Data for analysis:

· · ·

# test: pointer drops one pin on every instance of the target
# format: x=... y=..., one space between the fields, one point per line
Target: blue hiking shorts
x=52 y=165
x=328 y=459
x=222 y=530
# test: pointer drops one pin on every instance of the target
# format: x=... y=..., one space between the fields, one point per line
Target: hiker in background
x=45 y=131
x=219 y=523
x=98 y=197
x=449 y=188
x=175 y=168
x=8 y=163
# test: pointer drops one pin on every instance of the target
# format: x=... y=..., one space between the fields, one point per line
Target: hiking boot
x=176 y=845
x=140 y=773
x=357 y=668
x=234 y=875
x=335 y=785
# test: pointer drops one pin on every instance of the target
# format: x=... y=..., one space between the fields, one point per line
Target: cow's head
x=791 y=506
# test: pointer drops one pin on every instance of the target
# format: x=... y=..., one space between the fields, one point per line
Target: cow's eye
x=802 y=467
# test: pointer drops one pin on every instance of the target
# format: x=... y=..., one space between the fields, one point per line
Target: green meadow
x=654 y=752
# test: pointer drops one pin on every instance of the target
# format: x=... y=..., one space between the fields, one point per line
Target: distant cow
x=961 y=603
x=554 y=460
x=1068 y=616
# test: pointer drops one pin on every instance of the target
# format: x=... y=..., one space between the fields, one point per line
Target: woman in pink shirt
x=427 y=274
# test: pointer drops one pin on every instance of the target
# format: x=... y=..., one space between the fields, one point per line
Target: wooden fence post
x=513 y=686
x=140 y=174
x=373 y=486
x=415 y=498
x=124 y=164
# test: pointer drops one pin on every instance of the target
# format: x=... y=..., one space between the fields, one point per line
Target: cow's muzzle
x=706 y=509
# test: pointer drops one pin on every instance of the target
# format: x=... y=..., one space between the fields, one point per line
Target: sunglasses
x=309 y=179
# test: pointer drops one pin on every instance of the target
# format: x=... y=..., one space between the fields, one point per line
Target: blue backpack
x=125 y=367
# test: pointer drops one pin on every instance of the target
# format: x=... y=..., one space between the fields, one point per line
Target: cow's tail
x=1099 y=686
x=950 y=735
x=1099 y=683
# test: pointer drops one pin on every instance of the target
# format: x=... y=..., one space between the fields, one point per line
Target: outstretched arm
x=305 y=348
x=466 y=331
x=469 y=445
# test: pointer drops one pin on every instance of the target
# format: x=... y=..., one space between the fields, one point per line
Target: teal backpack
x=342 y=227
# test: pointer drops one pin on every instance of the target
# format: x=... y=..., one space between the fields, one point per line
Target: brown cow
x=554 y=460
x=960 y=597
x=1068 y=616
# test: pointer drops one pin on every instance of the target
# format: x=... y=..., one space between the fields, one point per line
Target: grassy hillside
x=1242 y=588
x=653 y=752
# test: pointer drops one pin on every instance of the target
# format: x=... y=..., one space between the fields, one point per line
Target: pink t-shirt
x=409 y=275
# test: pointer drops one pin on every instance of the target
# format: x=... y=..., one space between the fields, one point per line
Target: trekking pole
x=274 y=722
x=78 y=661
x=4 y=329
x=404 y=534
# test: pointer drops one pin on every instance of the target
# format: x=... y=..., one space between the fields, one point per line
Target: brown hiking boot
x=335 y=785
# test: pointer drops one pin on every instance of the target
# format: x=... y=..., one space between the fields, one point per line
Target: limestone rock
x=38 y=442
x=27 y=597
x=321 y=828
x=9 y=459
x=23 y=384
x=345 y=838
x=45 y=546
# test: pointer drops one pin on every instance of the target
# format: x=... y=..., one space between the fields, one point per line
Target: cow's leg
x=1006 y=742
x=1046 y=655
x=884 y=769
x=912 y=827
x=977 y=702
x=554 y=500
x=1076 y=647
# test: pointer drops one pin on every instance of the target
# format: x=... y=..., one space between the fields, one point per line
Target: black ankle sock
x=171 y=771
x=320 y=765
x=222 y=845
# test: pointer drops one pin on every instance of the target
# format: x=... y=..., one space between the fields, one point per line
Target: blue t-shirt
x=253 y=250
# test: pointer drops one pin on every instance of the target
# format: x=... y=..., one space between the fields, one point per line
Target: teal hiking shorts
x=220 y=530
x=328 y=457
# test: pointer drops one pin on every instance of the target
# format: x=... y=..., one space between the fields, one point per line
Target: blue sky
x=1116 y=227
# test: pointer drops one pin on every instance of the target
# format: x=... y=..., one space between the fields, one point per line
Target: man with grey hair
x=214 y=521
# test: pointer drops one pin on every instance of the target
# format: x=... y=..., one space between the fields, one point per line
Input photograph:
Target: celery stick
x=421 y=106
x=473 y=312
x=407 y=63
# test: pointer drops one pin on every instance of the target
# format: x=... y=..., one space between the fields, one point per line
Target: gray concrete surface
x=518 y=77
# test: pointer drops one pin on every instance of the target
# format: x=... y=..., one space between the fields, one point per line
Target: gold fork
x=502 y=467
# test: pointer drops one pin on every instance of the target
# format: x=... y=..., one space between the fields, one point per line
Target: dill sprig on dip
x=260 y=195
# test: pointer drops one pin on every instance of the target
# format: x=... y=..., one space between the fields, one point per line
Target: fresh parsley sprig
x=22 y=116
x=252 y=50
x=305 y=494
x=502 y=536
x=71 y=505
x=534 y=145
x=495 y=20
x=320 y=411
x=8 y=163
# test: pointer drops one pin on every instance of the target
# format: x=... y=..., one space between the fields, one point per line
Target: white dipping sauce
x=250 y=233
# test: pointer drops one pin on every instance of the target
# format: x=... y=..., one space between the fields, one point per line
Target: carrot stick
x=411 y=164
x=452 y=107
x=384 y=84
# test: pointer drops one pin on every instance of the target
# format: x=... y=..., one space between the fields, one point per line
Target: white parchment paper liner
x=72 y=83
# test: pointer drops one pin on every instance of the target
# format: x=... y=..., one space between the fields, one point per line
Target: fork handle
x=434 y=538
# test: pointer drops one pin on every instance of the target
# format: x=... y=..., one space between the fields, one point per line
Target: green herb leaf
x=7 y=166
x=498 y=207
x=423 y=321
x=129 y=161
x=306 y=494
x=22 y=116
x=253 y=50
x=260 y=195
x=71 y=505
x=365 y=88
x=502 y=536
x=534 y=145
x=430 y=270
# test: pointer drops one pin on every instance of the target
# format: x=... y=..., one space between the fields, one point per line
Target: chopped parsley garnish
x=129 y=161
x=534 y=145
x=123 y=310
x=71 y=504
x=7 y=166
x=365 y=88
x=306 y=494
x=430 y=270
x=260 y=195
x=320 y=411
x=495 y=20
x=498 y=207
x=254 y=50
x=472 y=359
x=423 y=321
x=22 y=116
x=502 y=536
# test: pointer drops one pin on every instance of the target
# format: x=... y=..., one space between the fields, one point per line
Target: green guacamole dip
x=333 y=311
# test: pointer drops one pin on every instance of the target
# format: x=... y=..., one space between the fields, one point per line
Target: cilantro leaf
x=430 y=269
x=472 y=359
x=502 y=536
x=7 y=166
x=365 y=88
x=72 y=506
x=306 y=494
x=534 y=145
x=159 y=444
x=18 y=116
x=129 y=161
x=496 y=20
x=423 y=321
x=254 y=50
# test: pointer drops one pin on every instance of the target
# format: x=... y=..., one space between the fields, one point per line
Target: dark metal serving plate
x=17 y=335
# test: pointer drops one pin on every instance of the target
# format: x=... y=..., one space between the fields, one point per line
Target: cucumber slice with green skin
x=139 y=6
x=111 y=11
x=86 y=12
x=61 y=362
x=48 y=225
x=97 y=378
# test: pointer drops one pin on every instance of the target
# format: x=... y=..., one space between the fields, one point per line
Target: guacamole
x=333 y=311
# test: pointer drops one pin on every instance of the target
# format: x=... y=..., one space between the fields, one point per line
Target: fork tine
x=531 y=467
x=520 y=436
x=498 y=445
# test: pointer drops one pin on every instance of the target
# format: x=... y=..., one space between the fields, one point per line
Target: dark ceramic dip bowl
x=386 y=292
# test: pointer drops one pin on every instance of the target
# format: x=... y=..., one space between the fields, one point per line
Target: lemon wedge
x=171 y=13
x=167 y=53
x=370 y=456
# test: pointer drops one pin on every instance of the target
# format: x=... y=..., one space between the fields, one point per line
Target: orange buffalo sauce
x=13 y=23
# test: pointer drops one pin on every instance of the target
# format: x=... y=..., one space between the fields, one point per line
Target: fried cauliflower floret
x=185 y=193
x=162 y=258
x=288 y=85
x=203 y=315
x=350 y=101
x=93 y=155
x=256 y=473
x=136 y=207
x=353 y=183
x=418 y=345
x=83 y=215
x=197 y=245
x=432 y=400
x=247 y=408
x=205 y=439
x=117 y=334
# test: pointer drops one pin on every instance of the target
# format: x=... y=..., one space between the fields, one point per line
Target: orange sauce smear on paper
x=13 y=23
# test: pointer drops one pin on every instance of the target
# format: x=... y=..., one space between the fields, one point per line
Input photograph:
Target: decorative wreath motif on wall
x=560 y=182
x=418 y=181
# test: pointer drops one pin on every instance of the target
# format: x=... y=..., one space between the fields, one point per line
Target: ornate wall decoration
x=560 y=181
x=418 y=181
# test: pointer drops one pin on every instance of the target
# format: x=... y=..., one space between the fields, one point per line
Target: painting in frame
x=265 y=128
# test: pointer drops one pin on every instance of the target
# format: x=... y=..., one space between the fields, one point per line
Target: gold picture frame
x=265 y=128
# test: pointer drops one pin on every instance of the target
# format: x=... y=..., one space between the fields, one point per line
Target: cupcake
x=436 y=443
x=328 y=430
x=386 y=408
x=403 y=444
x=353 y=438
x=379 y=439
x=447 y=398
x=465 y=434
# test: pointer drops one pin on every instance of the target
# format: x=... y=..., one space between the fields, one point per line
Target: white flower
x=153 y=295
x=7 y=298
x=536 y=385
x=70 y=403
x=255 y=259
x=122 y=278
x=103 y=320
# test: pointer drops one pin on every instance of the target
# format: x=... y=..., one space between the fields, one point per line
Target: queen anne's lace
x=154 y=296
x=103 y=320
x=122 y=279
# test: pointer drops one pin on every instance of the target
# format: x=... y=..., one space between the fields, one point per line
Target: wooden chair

· · ·

Task brief:
For this task, copy exactly the line with "Target: painting in frame" and the lines that come after it, stopping at the end of the material above.

Result for this task:
Target: painting in frame
x=265 y=128
# test: pointer drops one pin on every instance of the target
# format: x=... y=..., one space between the fields, one point per line
Target: gold picture frame
x=265 y=128
# test: pointer drops one pin on every instance of the target
# format: x=... y=..., one space between the fields, one point per line
Target: cupcake
x=436 y=443
x=328 y=430
x=386 y=408
x=403 y=444
x=353 y=438
x=379 y=439
x=447 y=398
x=465 y=434
# test: pointer drops one pin on every instance of the target
# format: x=... y=..., one space between the fields, one point per line
Target: white flower
x=153 y=295
x=7 y=298
x=536 y=385
x=70 y=403
x=255 y=259
x=122 y=278
x=103 y=320
# test: pointer drops one pin on every instance of the target
# format: x=... y=..., one space between the fields, one point per line
Target: queen anne's lace
x=154 y=296
x=103 y=320
x=122 y=279
# test: pointer drops one pin on every instance of the target
# format: x=... y=..., one space between the fields, one point per line
Target: wooden chair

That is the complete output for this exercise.